INSTRUCTIONS FOR THE TASK:
Could you convert the entries below into a JSON list of strings, with one string per line, no blank lines, and the pictures left out?

Lines of data:
----------------

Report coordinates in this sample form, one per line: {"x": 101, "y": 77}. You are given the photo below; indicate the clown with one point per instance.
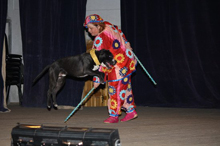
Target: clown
{"x": 108, "y": 36}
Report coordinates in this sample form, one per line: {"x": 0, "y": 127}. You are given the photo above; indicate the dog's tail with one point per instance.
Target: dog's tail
{"x": 40, "y": 74}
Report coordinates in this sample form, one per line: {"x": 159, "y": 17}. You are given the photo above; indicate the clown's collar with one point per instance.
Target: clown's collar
{"x": 94, "y": 57}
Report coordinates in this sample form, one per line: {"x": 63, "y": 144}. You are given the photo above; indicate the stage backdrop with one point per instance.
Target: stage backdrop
{"x": 179, "y": 44}
{"x": 3, "y": 15}
{"x": 51, "y": 29}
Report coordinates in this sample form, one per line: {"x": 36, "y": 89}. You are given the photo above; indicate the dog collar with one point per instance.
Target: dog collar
{"x": 94, "y": 57}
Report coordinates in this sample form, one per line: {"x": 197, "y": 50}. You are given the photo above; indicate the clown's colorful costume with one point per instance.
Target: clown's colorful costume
{"x": 118, "y": 77}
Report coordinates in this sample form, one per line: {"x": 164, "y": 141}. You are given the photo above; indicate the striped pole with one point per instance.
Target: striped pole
{"x": 79, "y": 104}
{"x": 145, "y": 69}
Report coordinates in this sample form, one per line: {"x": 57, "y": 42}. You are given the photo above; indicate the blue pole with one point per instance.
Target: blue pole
{"x": 79, "y": 104}
{"x": 145, "y": 69}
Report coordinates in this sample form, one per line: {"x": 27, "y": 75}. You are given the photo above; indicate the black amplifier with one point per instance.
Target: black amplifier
{"x": 40, "y": 135}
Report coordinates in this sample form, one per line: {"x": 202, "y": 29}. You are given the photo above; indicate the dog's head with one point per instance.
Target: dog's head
{"x": 106, "y": 58}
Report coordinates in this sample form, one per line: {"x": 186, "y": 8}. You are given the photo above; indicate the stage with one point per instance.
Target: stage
{"x": 154, "y": 126}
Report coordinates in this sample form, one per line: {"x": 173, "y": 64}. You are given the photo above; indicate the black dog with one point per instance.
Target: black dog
{"x": 76, "y": 66}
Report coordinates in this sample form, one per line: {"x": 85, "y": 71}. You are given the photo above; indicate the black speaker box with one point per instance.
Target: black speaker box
{"x": 40, "y": 135}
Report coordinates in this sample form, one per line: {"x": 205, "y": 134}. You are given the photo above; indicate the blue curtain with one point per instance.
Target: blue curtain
{"x": 3, "y": 16}
{"x": 51, "y": 29}
{"x": 178, "y": 42}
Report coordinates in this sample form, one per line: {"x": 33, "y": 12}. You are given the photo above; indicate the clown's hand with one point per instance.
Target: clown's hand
{"x": 128, "y": 46}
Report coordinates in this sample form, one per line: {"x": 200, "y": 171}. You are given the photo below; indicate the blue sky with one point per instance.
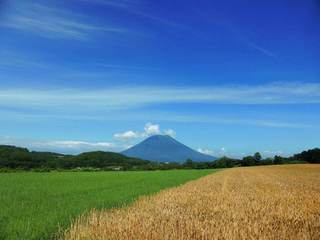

----------------

FINAL RESULT:
[
  "Report coordinates in this sample form, one per line: {\"x\": 101, \"y\": 77}. You are given the photo below; indicate the clown with one point per instance.",
  "Target: clown",
  "{\"x\": 108, \"y\": 36}",
  "Report coordinates in this sample form, one per line: {\"x\": 0, \"y\": 127}. You are given the photo above; indicate the dog's tail with one point per instance.",
  "Target: dog's tail",
  "{\"x\": 40, \"y\": 74}",
  "Report coordinates in this sample form, one per line: {\"x\": 159, \"y\": 17}. You are given the photo above; indicate the clown's collar with one point per instance.",
  "Target: clown's collar",
  "{\"x\": 94, \"y\": 57}",
  "Report coordinates in this sample form, one per line: {\"x\": 63, \"y\": 144}. You are given the photo above; indicate the stage backdrop with one point per instance.",
  "Target: stage backdrop",
  "{\"x\": 179, \"y\": 44}",
  "{\"x\": 3, \"y\": 15}",
  "{\"x\": 51, \"y\": 29}",
  "Report coordinates in this sample form, one per line: {\"x\": 36, \"y\": 89}. You are given the photo above; indicate the dog collar with one point per instance.",
  "Target: dog collar",
  "{\"x\": 94, \"y\": 57}",
  "Report coordinates in this sample form, one per line: {\"x\": 197, \"y\": 50}. You are given the photo above; indicate the clown's colorful costume with one point per instance.",
  "Target: clown's colorful costume",
  "{\"x\": 118, \"y\": 77}",
  "Report coordinates in this sample form, one per line: {\"x\": 164, \"y\": 141}. You are given the photo above; indicate the striped pole with one point per instance.",
  "Target: striped pole",
  "{\"x\": 79, \"y\": 104}",
  "{\"x\": 145, \"y\": 69}",
  "Report coordinates in this sample form, one per line: {\"x\": 57, \"y\": 42}. You are given the photo above; indicate the blue pole with one point per instance.",
  "Target: blue pole",
  "{\"x\": 79, \"y\": 104}",
  "{\"x\": 145, \"y\": 69}",
  "Report coordinates in this sample form, one per line: {\"x\": 27, \"y\": 75}. You are given the photo above; indicate the black amplifier with one point per instance.",
  "Target: black amplifier",
  "{\"x\": 40, \"y\": 135}",
  "Report coordinates in this sample form, one per line: {\"x\": 202, \"y\": 29}. You are given the photo above; indicate the dog's head with one point per instance.",
  "Target: dog's head",
  "{\"x\": 106, \"y\": 58}",
  "Report coordinates in this sample form, one per line: {\"x\": 186, \"y\": 8}. You are given the photo above; indicate the stage with one point per instance.",
  "Target: stage",
  "{\"x\": 154, \"y\": 126}",
  "Report coordinates in this sample form, one per line: {\"x\": 173, \"y\": 64}. You are given the photo above; indicate the black dog with one point per instance.",
  "Target: black dog",
  "{\"x\": 76, \"y\": 66}",
  "Report coordinates in this sample form, one per line: {\"x\": 85, \"y\": 71}. You are given the photo above; indicate the black speaker box with one point per instance.",
  "Target: black speaker box",
  "{\"x\": 40, \"y\": 135}",
  "Report coordinates in this sample form, one per line: {\"x\": 205, \"y\": 134}. You are given the photo above; indicate the blue curtain with one point per instance.",
  "Target: blue curtain",
  "{\"x\": 3, \"y\": 16}",
  "{\"x\": 51, \"y\": 29}",
  "{\"x\": 178, \"y\": 42}",
  "Report coordinates in this sample form, one per line: {\"x\": 33, \"y\": 12}. You are given the photo above; indicate the clown's hand with one point per instance.",
  "Target: clown's hand",
  "{\"x\": 128, \"y\": 46}",
  "Report coordinates in this sample form, one per line: {\"x\": 200, \"y\": 171}. You are given the photo below; indicate the blue sky with one point per instance."
]